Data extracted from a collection
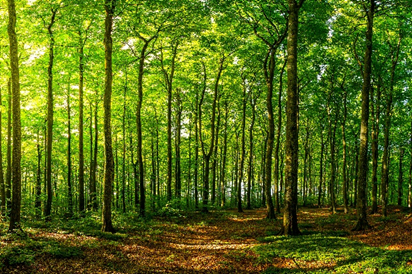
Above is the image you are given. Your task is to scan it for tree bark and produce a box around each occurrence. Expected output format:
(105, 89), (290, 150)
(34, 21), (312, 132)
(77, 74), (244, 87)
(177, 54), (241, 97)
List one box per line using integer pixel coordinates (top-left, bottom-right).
(398, 148), (404, 206)
(78, 40), (85, 215)
(0, 86), (5, 217)
(102, 0), (116, 233)
(281, 0), (303, 236)
(353, 0), (374, 231)
(44, 8), (57, 221)
(7, 0), (22, 231)
(370, 76), (381, 214)
(67, 81), (73, 216)
(6, 79), (11, 213)
(342, 87), (349, 214)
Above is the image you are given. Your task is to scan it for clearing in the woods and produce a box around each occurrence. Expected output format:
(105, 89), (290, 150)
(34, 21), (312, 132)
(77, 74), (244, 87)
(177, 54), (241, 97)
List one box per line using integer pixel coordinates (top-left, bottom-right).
(1, 207), (412, 273)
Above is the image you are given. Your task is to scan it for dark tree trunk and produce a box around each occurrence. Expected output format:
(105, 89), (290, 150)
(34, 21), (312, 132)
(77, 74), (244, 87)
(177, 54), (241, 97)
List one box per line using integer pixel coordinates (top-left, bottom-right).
(342, 87), (349, 214)
(7, 0), (22, 232)
(318, 125), (324, 207)
(0, 86), (5, 216)
(35, 131), (42, 217)
(398, 148), (404, 206)
(102, 0), (116, 233)
(163, 43), (178, 202)
(281, 0), (303, 236)
(212, 102), (220, 205)
(274, 60), (286, 213)
(91, 94), (98, 211)
(67, 81), (73, 216)
(175, 90), (182, 202)
(45, 9), (57, 221)
(370, 76), (381, 214)
(238, 78), (247, 213)
(408, 121), (412, 209)
(78, 43), (85, 215)
(6, 79), (11, 213)
(122, 77), (127, 213)
(247, 91), (257, 210)
(220, 102), (228, 207)
(353, 0), (374, 231)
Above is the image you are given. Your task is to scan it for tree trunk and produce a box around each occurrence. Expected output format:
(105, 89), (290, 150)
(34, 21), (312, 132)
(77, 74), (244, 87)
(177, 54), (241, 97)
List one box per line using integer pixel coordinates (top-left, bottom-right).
(78, 42), (85, 215)
(122, 77), (127, 213)
(318, 124), (324, 207)
(7, 0), (22, 231)
(102, 0), (116, 233)
(342, 87), (349, 214)
(247, 92), (257, 210)
(91, 94), (98, 211)
(398, 148), (404, 206)
(370, 76), (381, 214)
(67, 80), (73, 216)
(35, 131), (42, 217)
(0, 86), (5, 217)
(274, 60), (286, 213)
(6, 79), (11, 213)
(44, 9), (57, 221)
(353, 0), (374, 231)
(212, 101), (220, 205)
(175, 90), (182, 202)
(220, 102), (228, 207)
(164, 44), (178, 202)
(238, 78), (247, 213)
(282, 0), (303, 236)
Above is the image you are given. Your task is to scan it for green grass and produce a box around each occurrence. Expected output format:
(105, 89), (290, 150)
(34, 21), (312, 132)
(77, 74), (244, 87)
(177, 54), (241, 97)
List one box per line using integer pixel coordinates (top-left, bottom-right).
(255, 234), (412, 273)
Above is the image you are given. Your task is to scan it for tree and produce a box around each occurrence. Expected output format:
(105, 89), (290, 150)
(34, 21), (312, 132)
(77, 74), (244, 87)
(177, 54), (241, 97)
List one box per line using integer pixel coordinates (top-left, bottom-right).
(102, 0), (116, 233)
(281, 0), (305, 236)
(7, 0), (22, 232)
(352, 0), (375, 231)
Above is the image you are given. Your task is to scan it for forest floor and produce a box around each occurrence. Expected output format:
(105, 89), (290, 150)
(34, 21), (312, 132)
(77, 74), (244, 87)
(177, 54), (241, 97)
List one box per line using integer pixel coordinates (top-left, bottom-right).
(1, 206), (412, 273)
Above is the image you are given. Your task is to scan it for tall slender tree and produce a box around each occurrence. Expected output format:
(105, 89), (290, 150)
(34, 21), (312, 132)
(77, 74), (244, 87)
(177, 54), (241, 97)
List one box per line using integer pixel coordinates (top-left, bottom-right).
(102, 0), (116, 233)
(7, 0), (22, 232)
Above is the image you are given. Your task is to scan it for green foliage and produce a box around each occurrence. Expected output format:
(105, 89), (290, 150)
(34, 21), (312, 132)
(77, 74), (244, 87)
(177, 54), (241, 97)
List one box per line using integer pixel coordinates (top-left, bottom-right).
(255, 234), (412, 273)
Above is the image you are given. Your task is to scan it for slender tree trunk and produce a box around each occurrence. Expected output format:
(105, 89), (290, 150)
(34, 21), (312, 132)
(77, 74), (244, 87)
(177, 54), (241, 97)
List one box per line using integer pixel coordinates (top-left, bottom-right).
(6, 79), (11, 213)
(102, 0), (116, 232)
(371, 76), (381, 214)
(212, 102), (220, 205)
(264, 49), (276, 220)
(274, 60), (286, 213)
(220, 102), (228, 207)
(194, 102), (199, 209)
(163, 44), (178, 202)
(122, 78), (127, 213)
(238, 79), (247, 213)
(353, 0), (374, 231)
(398, 148), (404, 206)
(282, 0), (303, 236)
(247, 94), (257, 210)
(7, 0), (22, 231)
(78, 41), (85, 215)
(318, 125), (324, 207)
(342, 88), (349, 214)
(44, 9), (57, 221)
(67, 81), (73, 216)
(35, 131), (42, 217)
(91, 95), (98, 211)
(408, 121), (412, 209)
(0, 86), (5, 217)
(175, 91), (182, 202)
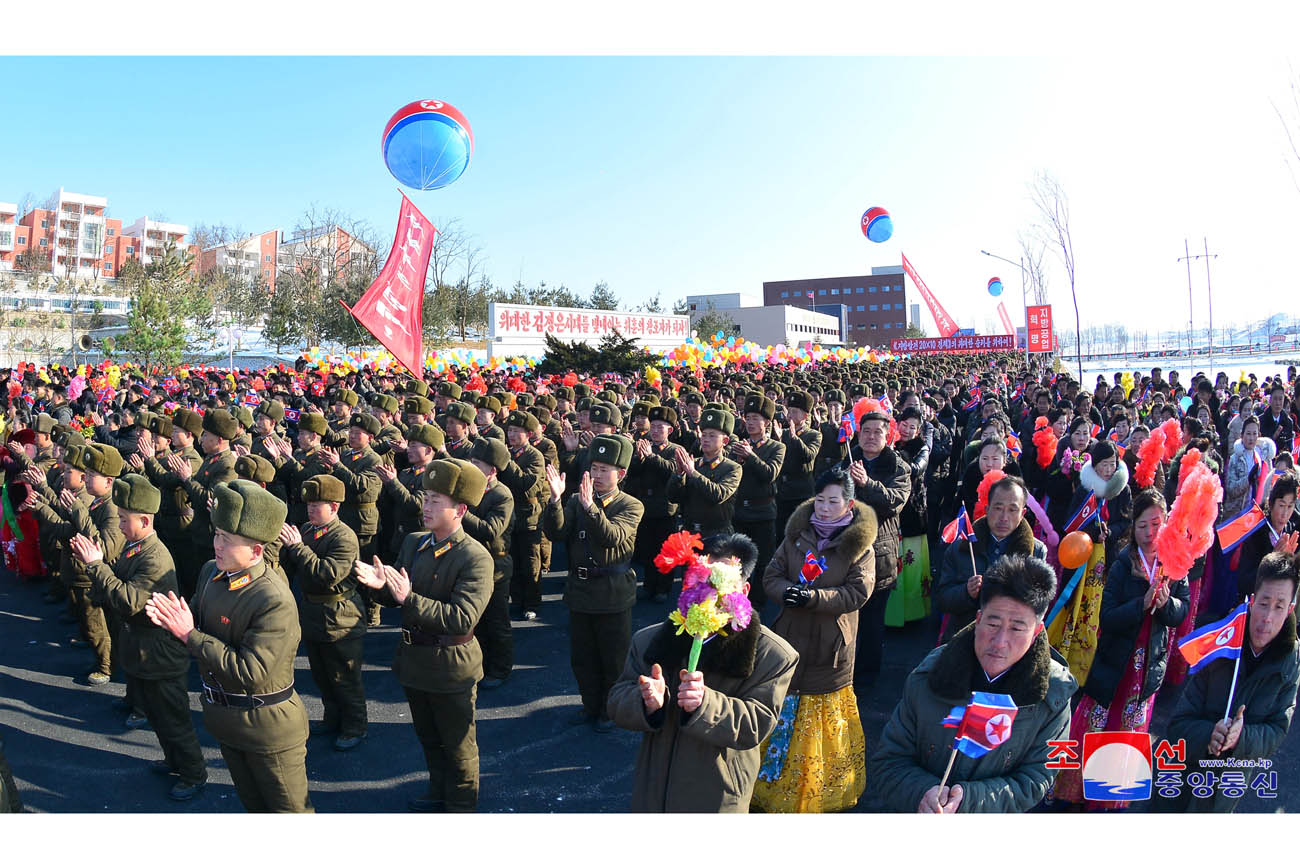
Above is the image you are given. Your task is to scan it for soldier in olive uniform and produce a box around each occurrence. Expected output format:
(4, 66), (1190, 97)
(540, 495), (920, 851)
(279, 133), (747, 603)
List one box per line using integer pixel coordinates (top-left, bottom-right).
(354, 458), (493, 813)
(234, 454), (287, 581)
(157, 409), (240, 595)
(403, 394), (435, 432)
(432, 380), (463, 429)
(729, 393), (786, 606)
(324, 412), (384, 624)
(676, 391), (704, 457)
(775, 389), (823, 536)
(278, 476), (367, 751)
(378, 423), (445, 555)
(230, 406), (255, 453)
(464, 438), (516, 688)
(667, 406), (742, 538)
(274, 412), (333, 527)
(146, 480), (312, 813)
(474, 394), (505, 442)
(250, 400), (290, 502)
(499, 410), (548, 621)
(138, 410), (204, 597)
(627, 405), (683, 602)
(328, 388), (360, 437)
(543, 435), (644, 732)
(71, 473), (207, 800)
(443, 401), (478, 461)
(815, 388), (849, 474)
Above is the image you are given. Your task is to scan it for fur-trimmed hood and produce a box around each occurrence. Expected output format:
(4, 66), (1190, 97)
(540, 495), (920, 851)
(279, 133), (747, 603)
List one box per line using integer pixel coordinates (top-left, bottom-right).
(644, 614), (762, 680)
(969, 515), (1037, 557)
(1248, 608), (1298, 666)
(926, 622), (1071, 707)
(784, 499), (878, 562)
(1233, 436), (1278, 465)
(1079, 457), (1130, 501)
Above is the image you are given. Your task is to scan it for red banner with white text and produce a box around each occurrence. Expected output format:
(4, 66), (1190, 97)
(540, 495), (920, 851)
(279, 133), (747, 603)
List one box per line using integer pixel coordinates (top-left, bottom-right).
(901, 253), (959, 338)
(996, 301), (1015, 336)
(1026, 304), (1054, 353)
(342, 193), (435, 374)
(891, 334), (1016, 354)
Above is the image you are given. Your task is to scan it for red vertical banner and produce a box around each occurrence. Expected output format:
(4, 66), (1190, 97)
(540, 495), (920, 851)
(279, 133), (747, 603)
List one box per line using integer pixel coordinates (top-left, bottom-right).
(901, 253), (959, 337)
(996, 301), (1015, 336)
(342, 193), (435, 374)
(1027, 304), (1054, 353)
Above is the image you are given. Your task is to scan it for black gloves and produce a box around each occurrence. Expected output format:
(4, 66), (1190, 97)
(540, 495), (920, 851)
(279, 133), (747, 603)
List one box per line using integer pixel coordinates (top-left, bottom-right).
(782, 583), (813, 608)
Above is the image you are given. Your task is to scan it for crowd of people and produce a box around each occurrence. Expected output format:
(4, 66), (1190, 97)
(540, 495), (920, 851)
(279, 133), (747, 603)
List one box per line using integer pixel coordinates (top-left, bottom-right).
(2, 350), (1299, 814)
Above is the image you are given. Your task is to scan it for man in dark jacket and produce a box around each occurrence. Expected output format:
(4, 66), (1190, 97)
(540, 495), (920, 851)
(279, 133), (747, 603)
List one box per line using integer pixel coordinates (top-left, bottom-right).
(1260, 383), (1296, 455)
(775, 390), (822, 540)
(464, 438), (516, 689)
(626, 405), (683, 602)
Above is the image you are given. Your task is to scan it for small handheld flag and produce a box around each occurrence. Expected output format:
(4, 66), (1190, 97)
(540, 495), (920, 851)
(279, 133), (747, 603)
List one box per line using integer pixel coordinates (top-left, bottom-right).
(942, 691), (1019, 759)
(1063, 493), (1100, 534)
(801, 550), (826, 584)
(1216, 503), (1267, 554)
(1177, 601), (1248, 675)
(940, 505), (977, 545)
(838, 411), (857, 444)
(961, 389), (981, 412)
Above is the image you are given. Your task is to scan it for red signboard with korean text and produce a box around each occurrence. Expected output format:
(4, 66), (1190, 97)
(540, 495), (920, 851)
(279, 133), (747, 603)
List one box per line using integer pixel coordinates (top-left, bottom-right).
(490, 304), (690, 341)
(1026, 304), (1054, 353)
(890, 334), (1016, 354)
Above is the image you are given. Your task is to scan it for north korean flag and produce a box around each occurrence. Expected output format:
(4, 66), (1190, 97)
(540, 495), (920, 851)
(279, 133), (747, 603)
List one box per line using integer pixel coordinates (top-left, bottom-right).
(1178, 601), (1248, 674)
(801, 550), (826, 584)
(942, 691), (1019, 759)
(961, 388), (981, 412)
(941, 505), (976, 545)
(838, 411), (857, 444)
(1216, 503), (1268, 554)
(1064, 493), (1100, 534)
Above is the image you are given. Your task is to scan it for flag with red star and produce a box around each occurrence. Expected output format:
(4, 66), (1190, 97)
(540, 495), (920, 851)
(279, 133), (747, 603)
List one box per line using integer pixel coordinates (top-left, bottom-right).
(942, 691), (1019, 758)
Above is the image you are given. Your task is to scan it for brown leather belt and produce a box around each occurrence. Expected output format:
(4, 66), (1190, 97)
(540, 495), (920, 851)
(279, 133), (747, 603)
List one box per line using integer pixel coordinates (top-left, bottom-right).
(402, 628), (474, 647)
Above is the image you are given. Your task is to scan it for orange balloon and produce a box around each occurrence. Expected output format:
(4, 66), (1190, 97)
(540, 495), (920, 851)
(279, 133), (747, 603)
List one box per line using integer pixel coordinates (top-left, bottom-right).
(1058, 531), (1094, 569)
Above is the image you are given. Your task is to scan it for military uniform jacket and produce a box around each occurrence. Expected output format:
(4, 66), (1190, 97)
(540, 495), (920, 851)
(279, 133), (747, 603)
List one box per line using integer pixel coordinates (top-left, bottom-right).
(498, 442), (548, 531)
(34, 490), (124, 587)
(280, 518), (364, 643)
(533, 434), (559, 468)
(732, 435), (786, 523)
(444, 435), (478, 462)
(626, 441), (681, 519)
(390, 529), (494, 694)
(251, 433), (290, 501)
(331, 445), (382, 538)
(87, 533), (189, 680)
(544, 489), (644, 615)
(186, 558), (309, 753)
(372, 423), (406, 465)
(673, 422), (701, 458)
(778, 424), (823, 504)
(145, 446), (201, 538)
(816, 420), (849, 475)
(481, 423), (505, 443)
(461, 480), (515, 580)
(181, 450), (238, 545)
(558, 444), (591, 501)
(384, 462), (430, 543)
(668, 454), (742, 534)
(278, 447), (333, 525)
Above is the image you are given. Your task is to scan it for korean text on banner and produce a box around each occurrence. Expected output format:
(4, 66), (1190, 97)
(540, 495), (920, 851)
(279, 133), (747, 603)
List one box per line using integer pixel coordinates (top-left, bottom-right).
(1027, 304), (1054, 353)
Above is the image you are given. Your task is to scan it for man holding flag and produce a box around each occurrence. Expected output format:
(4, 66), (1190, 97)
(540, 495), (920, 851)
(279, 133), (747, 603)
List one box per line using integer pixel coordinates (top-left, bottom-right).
(871, 555), (1077, 811)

§ Requirement:
All that is wanted is the number of lines in the records that include the string "dark".

§ Response to the task:
2